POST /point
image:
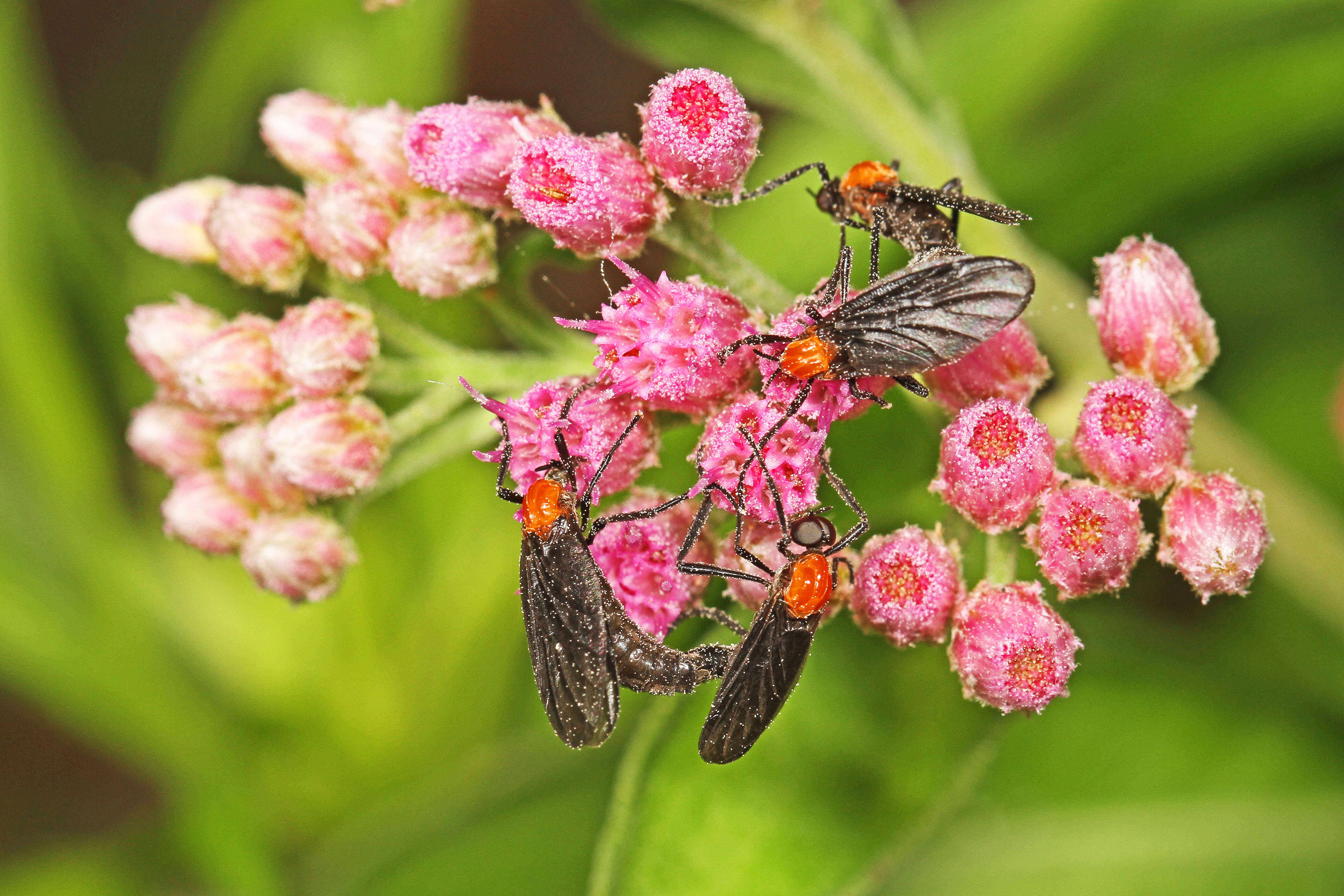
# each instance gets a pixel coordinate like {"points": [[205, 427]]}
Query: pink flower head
{"points": [[592, 195], [906, 585], [162, 335], [1007, 365], [698, 134], [596, 421], [441, 249], [375, 140], [256, 230], [1150, 316], [300, 557], [1132, 437], [1089, 539], [347, 225], [250, 473], [202, 511], [1010, 648], [995, 464], [762, 539], [794, 457], [830, 401], [173, 222], [1214, 533], [307, 132], [639, 559], [330, 446], [234, 374], [174, 438], [326, 347], [660, 342], [466, 150]]}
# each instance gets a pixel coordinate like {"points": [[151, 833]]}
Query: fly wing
{"points": [[979, 207], [927, 318], [759, 682], [564, 593]]}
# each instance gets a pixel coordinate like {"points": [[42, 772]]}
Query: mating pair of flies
{"points": [[585, 647]]}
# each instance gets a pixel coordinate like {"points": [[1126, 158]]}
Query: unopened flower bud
{"points": [[347, 225], [1132, 437], [1150, 316], [206, 514], [906, 585], [660, 342], [174, 438], [1010, 648], [250, 473], [375, 139], [234, 374], [173, 222], [596, 421], [592, 195], [162, 335], [441, 249], [794, 457], [466, 150], [300, 557], [996, 463], [330, 446], [1089, 539], [256, 230], [639, 561], [326, 347], [1214, 533], [307, 132], [698, 134], [1007, 365]]}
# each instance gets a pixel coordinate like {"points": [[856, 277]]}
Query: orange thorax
{"points": [[810, 586]]}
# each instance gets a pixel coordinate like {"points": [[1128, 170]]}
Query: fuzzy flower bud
{"points": [[660, 342], [762, 539], [1010, 648], [1007, 365], [466, 150], [326, 347], [1214, 533], [162, 335], [1089, 539], [302, 557], [375, 140], [330, 446], [256, 230], [441, 249], [1132, 437], [995, 464], [173, 222], [639, 559], [347, 225], [202, 511], [596, 421], [906, 585], [830, 401], [698, 134], [250, 473], [174, 438], [794, 457], [234, 374], [1150, 316], [307, 132], [592, 195]]}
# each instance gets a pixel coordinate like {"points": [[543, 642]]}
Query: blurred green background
{"points": [[167, 729]]}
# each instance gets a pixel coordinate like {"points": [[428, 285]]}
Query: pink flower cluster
{"points": [[256, 421], [361, 213]]}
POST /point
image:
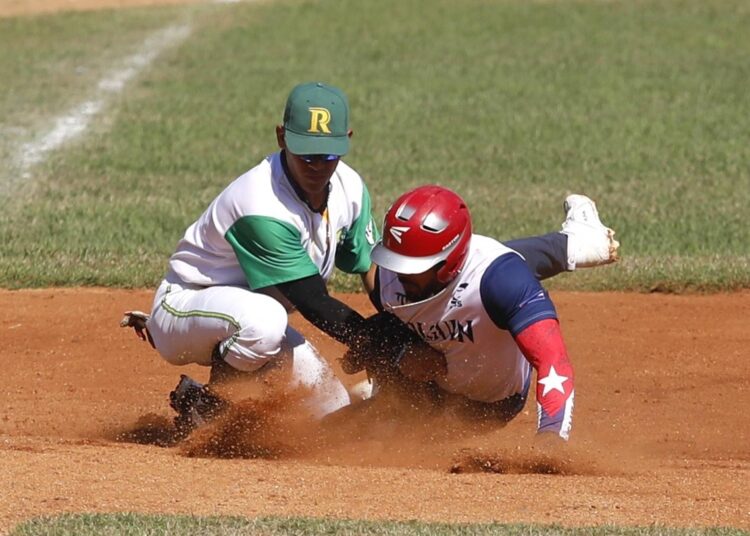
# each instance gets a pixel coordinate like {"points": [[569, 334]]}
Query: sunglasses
{"points": [[310, 158]]}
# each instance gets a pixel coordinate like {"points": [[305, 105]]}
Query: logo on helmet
{"points": [[396, 232]]}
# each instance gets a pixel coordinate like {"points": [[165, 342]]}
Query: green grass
{"points": [[123, 524], [642, 105]]}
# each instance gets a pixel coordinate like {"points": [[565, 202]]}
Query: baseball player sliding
{"points": [[268, 244], [477, 305]]}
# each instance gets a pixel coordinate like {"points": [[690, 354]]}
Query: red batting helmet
{"points": [[424, 227]]}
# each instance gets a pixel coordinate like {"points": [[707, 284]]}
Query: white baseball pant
{"points": [[251, 329]]}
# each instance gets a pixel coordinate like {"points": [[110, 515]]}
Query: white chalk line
{"points": [[73, 123]]}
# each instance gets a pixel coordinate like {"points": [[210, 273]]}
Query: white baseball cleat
{"points": [[590, 242]]}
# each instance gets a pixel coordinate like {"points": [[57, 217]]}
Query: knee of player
{"points": [[263, 327]]}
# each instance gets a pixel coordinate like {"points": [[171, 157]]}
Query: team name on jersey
{"points": [[445, 330]]}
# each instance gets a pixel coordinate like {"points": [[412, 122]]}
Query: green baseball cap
{"points": [[316, 120]]}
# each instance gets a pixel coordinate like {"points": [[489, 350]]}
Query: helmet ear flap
{"points": [[425, 228], [455, 261]]}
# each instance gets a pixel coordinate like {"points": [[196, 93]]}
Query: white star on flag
{"points": [[553, 381]]}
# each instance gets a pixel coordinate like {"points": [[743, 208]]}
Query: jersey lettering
{"points": [[319, 119], [446, 330]]}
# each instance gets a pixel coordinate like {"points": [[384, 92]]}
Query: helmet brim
{"points": [[401, 264]]}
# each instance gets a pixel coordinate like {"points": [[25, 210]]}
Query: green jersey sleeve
{"points": [[356, 243], [269, 251]]}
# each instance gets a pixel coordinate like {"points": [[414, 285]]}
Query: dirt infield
{"points": [[661, 428], [661, 431]]}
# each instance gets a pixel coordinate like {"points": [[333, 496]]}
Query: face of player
{"points": [[418, 287], [311, 173]]}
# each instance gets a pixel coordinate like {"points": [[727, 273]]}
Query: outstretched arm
{"points": [[543, 346]]}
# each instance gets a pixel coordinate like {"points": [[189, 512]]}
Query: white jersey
{"points": [[484, 362], [258, 232]]}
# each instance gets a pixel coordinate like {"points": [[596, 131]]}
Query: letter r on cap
{"points": [[319, 119]]}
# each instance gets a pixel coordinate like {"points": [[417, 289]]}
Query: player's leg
{"points": [[584, 241], [241, 335], [191, 324]]}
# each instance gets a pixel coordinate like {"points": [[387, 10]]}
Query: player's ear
{"points": [[280, 137]]}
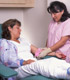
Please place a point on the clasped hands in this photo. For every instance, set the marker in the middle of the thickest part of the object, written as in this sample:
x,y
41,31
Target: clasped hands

☆ ☆ ☆ ☆

• [TASK DIRECTIONS] Copy the data exactly. Any picture it contains is to be omitted.

• [OUTPUT OF THE EXERCISE]
POST /point
image:
# each instance gets a pixel coordinate like {"points": [[205, 427]]}
Query: pink flower head
{"points": [[592, 195], [906, 585], [162, 335], [1007, 365], [698, 134], [596, 421], [441, 249], [375, 140], [256, 230], [1150, 316], [300, 557], [1132, 437], [1089, 539], [347, 225], [250, 473], [202, 511], [1010, 648], [995, 464], [762, 539], [794, 457], [830, 401], [173, 222], [1214, 533], [307, 132], [639, 559], [330, 446], [234, 374], [174, 438], [326, 347], [660, 342], [466, 150]]}
# each instance gets a pixel coordinate like {"points": [[151, 833]]}
Query: fly wing
{"points": [[979, 207], [927, 318], [759, 682], [564, 593]]}
# each instance gets a pixel coordinate like {"points": [[42, 772]]}
Query: mating pair of flies
{"points": [[585, 647]]}
# each instance gets a pixel coordinate like {"points": [[1126, 158]]}
Query: unopened flower bud
{"points": [[347, 225], [1132, 437], [1150, 316], [206, 514], [906, 585], [660, 342], [174, 438], [1010, 648], [250, 473], [375, 139], [234, 374], [173, 222], [596, 421], [592, 195], [162, 335], [441, 249], [794, 457], [466, 150], [300, 557], [996, 463], [330, 446], [1089, 539], [256, 230], [639, 561], [326, 347], [1214, 533], [307, 132], [698, 134], [1007, 365]]}
# each instance gets a pixel coordinate like {"points": [[856, 277]]}
Query: orange thorax
{"points": [[810, 586]]}
# each instance gets a pixel coordinate like {"points": [[1128, 170]]}
Query: fuzzy flower bud
{"points": [[660, 342], [762, 539], [1010, 648], [1007, 365], [466, 150], [326, 347], [1214, 533], [162, 335], [1089, 539], [302, 557], [375, 140], [330, 446], [256, 230], [441, 249], [1132, 437], [995, 464], [173, 222], [639, 559], [347, 225], [202, 511], [596, 421], [906, 585], [830, 401], [698, 134], [250, 473], [174, 438], [794, 457], [234, 374], [1150, 316], [307, 132], [592, 195]]}
# each instance gets a pixel coordinate like {"points": [[543, 642]]}
Query: blurred green background
{"points": [[167, 729]]}
# each instance gets a pixel coordinate like {"points": [[428, 285]]}
Query: pink flower cluster
{"points": [[256, 421], [361, 213]]}
POST /point
image:
# each instance gets a pixel coordinate like {"points": [[569, 334]]}
Query: sunglasses
{"points": [[310, 158]]}
# each instance gets a pixel coordinate like {"points": [[305, 105]]}
Query: logo on helmet
{"points": [[396, 232]]}
# each instance gets a pixel coordinate like {"points": [[165, 342]]}
Query: green grass
{"points": [[123, 524], [642, 105]]}
# each instance gets a pixel coordinate like {"points": [[565, 202]]}
Query: baseball player sliding
{"points": [[268, 244], [477, 305]]}
# each instance gets a pixel coordinate like {"points": [[690, 354]]}
Query: red batting helmet
{"points": [[424, 227]]}
# each instance gets a pixel coordinate like {"points": [[707, 284]]}
Query: white baseball pant
{"points": [[251, 329]]}
# each instance gets a pixel coordinate like {"points": [[110, 515]]}
Query: white chalk line
{"points": [[73, 123]]}
# each instance gets a pixel coordinate like {"points": [[210, 273]]}
Query: white baseball cleat
{"points": [[590, 242]]}
# each instance gets a pixel coordinate like {"points": [[57, 217]]}
Query: knee of player
{"points": [[263, 327]]}
# each instance gets a pixel coordinate like {"points": [[171, 157]]}
Query: team name on jersey
{"points": [[445, 330]]}
# each instance gets a pixel coordinate like {"points": [[412, 122]]}
Query: green baseball cap
{"points": [[316, 120]]}
# each instance gets a pixel coordinate like {"points": [[489, 350]]}
Query: helmet ear flap
{"points": [[425, 228], [455, 261]]}
# each instance gets a pixel coordinate like {"points": [[196, 93]]}
Query: white star on flag
{"points": [[553, 381]]}
# each instance gets a pixel coordinate like {"points": [[743, 208]]}
Query: jersey lettering
{"points": [[319, 119], [446, 330]]}
# each instance gets a pixel coordinate like {"points": [[384, 92]]}
Query: helmet brim
{"points": [[401, 264]]}
# each instance gets a pixel coordinate like {"points": [[25, 210]]}
Query: green jersey sleeve
{"points": [[356, 243], [269, 251]]}
# each instance gets a pixel coordinate like {"points": [[414, 285]]}
Query: dirt infield
{"points": [[661, 428], [661, 431]]}
# each instance gets a pixel coordinate like {"points": [[333, 496]]}
Query: face of player
{"points": [[418, 287], [311, 173]]}
# each instance gets a pixel coordinate like {"points": [[727, 273]]}
Query: outstretched arm
{"points": [[543, 346]]}
# each instance gets a pixel coordinate like {"points": [[189, 512]]}
Query: white jersey
{"points": [[484, 362], [258, 232]]}
# each instance gets a pixel coordinate like {"points": [[596, 131]]}
Query: letter r on cap
{"points": [[319, 119]]}
# each instance gets a pixel coordinate like {"points": [[417, 289]]}
Query: player's leg
{"points": [[584, 241], [241, 335], [191, 324]]}
# each instance gets a pixel coordinate like {"points": [[387, 10]]}
Query: player's ear
{"points": [[280, 137]]}
Please place a point on the clasped hands in this photo. For every instance, set the marker in the middle of the thickest part of the object, written as in this sample:
x,y
41,31
Target: clasped hands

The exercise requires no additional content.